**INSTRUCTION:** Extract every line from the beginning of the listing down to and including the line that contains "<point>842,619</point>". Reproduce each one without alteration and include no other lines.

**PROVIDED RECORDS:**

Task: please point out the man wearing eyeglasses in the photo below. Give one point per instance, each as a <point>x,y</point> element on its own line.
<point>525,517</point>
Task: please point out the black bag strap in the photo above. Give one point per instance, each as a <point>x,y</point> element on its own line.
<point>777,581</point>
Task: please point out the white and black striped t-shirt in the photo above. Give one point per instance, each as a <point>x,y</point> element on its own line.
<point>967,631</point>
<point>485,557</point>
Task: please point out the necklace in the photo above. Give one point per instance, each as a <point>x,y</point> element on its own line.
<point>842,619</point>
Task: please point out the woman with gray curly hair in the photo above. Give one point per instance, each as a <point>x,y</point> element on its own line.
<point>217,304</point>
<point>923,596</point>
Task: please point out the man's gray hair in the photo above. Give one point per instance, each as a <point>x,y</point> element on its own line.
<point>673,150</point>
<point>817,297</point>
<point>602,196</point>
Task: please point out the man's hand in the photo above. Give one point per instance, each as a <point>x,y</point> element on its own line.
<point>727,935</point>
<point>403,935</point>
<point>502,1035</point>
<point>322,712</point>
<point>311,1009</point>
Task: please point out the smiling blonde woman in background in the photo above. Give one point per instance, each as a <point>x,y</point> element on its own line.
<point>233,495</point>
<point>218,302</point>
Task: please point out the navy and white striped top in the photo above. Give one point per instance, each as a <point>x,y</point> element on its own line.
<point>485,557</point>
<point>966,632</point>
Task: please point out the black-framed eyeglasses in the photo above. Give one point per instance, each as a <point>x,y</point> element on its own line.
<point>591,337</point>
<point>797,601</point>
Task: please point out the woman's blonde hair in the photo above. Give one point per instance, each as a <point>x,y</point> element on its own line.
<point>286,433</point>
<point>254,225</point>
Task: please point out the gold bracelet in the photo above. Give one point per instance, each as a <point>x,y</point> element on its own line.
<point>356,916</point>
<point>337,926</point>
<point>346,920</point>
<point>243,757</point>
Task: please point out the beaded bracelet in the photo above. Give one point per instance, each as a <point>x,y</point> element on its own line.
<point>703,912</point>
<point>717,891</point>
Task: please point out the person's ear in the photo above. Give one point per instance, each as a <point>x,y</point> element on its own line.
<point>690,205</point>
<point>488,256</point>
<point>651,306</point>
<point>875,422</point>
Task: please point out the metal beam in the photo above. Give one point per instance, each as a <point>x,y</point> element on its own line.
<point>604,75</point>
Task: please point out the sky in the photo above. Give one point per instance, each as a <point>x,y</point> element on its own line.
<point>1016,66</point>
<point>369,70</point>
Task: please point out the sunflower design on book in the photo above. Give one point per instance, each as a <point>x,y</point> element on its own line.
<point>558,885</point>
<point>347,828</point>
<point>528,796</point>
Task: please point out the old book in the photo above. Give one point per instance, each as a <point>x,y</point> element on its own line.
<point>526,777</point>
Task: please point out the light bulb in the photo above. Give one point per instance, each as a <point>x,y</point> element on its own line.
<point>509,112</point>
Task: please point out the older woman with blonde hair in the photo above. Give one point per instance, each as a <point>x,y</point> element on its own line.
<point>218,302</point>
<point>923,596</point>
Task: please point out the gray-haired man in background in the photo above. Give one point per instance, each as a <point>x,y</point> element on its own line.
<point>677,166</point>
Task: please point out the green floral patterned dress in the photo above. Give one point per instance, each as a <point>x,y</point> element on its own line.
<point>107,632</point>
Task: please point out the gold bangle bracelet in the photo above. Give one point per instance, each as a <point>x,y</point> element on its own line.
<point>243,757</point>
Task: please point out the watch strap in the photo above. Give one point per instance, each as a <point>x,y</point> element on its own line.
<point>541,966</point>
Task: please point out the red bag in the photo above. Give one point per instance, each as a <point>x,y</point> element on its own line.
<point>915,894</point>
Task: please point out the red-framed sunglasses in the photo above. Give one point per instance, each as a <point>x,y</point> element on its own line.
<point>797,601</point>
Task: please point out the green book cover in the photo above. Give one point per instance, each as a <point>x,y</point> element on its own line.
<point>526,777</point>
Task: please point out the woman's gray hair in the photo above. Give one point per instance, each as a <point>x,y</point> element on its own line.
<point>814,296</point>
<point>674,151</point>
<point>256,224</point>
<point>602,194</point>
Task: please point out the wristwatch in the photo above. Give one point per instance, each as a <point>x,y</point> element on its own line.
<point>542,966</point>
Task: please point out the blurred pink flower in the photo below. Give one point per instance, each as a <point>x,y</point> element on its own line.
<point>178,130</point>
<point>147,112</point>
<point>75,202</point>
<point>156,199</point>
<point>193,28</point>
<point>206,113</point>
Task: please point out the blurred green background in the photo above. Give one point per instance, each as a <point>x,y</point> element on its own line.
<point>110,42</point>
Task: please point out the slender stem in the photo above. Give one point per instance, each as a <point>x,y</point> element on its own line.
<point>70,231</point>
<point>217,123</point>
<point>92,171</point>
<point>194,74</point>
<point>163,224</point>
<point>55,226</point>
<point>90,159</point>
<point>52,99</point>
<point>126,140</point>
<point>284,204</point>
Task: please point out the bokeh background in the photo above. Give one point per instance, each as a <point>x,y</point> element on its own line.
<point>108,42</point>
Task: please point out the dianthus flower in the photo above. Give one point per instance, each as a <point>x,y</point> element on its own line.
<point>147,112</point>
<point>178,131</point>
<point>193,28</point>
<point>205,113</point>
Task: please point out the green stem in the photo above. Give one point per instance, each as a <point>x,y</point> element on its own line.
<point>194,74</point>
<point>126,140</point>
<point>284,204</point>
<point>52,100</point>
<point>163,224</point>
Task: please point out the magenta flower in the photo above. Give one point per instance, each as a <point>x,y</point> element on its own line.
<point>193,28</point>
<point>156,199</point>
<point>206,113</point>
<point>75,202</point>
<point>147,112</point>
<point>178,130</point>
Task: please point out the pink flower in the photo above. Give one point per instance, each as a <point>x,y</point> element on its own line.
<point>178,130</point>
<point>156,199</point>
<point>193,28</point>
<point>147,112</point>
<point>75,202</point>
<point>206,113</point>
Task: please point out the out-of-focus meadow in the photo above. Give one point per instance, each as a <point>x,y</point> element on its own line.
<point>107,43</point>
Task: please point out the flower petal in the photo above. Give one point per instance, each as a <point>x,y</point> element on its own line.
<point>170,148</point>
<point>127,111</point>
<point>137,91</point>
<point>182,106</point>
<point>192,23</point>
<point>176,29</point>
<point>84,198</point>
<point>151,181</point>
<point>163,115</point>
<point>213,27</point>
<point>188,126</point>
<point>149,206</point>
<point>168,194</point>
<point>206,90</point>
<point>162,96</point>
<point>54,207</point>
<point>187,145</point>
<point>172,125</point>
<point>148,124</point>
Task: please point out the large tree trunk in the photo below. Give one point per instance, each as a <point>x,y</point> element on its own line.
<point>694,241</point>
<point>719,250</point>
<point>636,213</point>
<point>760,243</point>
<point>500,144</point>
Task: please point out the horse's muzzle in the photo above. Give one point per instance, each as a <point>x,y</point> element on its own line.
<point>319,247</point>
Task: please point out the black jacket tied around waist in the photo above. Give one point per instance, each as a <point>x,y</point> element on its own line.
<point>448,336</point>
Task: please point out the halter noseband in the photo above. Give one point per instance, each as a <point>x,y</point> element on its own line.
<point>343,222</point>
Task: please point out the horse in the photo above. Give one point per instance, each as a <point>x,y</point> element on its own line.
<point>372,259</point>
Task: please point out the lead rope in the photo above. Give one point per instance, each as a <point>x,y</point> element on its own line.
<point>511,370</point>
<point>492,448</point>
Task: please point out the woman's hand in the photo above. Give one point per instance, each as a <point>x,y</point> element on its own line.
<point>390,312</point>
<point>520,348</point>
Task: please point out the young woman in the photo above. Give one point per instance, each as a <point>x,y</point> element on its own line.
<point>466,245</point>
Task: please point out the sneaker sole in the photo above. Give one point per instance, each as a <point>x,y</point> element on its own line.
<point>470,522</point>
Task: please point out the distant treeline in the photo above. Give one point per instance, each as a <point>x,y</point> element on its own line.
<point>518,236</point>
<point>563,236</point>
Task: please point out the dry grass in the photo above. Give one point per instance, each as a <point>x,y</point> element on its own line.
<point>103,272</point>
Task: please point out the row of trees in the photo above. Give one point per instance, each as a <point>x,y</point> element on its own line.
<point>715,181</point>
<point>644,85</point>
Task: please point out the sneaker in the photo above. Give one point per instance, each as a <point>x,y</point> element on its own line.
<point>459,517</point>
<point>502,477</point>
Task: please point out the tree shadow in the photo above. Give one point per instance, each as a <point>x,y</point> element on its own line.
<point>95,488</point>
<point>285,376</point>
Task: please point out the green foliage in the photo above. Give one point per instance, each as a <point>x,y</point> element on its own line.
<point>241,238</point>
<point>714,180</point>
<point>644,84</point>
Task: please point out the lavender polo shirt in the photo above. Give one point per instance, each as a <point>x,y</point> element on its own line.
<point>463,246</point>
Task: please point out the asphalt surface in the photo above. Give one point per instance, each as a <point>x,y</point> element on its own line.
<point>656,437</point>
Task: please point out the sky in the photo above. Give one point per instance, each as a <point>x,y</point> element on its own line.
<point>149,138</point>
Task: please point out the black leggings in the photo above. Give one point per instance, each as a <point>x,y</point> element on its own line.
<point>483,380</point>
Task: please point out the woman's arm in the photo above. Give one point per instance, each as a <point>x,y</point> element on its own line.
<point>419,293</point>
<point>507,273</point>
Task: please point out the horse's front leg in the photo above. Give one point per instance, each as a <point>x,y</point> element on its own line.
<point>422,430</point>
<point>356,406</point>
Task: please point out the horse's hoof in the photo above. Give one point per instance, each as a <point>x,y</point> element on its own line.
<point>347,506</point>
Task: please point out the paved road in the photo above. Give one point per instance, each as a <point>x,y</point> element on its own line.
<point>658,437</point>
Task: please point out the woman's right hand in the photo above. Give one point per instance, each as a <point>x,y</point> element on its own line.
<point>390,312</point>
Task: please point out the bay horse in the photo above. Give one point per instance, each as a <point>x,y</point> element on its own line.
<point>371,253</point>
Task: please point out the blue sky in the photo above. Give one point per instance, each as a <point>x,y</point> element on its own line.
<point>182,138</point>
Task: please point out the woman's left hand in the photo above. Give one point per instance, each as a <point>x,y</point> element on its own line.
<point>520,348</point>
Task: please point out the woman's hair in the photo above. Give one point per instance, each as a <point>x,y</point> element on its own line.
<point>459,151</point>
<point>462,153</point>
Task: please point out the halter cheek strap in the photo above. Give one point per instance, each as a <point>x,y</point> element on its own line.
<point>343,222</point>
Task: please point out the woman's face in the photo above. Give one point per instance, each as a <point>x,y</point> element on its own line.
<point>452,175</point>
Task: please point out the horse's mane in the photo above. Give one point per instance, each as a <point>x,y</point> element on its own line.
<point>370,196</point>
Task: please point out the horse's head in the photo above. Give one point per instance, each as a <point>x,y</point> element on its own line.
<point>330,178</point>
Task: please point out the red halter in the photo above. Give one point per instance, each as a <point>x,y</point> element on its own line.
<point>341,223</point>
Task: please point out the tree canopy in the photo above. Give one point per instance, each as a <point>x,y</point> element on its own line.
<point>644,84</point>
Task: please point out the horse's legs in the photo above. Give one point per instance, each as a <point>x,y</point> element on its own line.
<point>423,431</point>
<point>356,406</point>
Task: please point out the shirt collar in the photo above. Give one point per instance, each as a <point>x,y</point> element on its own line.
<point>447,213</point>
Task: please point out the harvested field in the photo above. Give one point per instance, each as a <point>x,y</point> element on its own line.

**TASK ANSWER:**
Task: please point out the man wearing eyeglasses in the photo below. Give one point per instance, each as a <point>x,y</point> element on its own line.
<point>525,517</point>
Task: please point out the black bag strap in the photo above. Give one point per instance, each as a <point>x,y</point> element on its own line.
<point>777,581</point>
Task: please point out the white and black striped t-shirt in the photo above. Give one point per instance, each as a <point>x,y</point> element on its own line.
<point>967,631</point>
<point>485,557</point>
Task: please point out the necklace in the photo above. Give one point per instance, each as a <point>x,y</point> element on its own line.
<point>842,619</point>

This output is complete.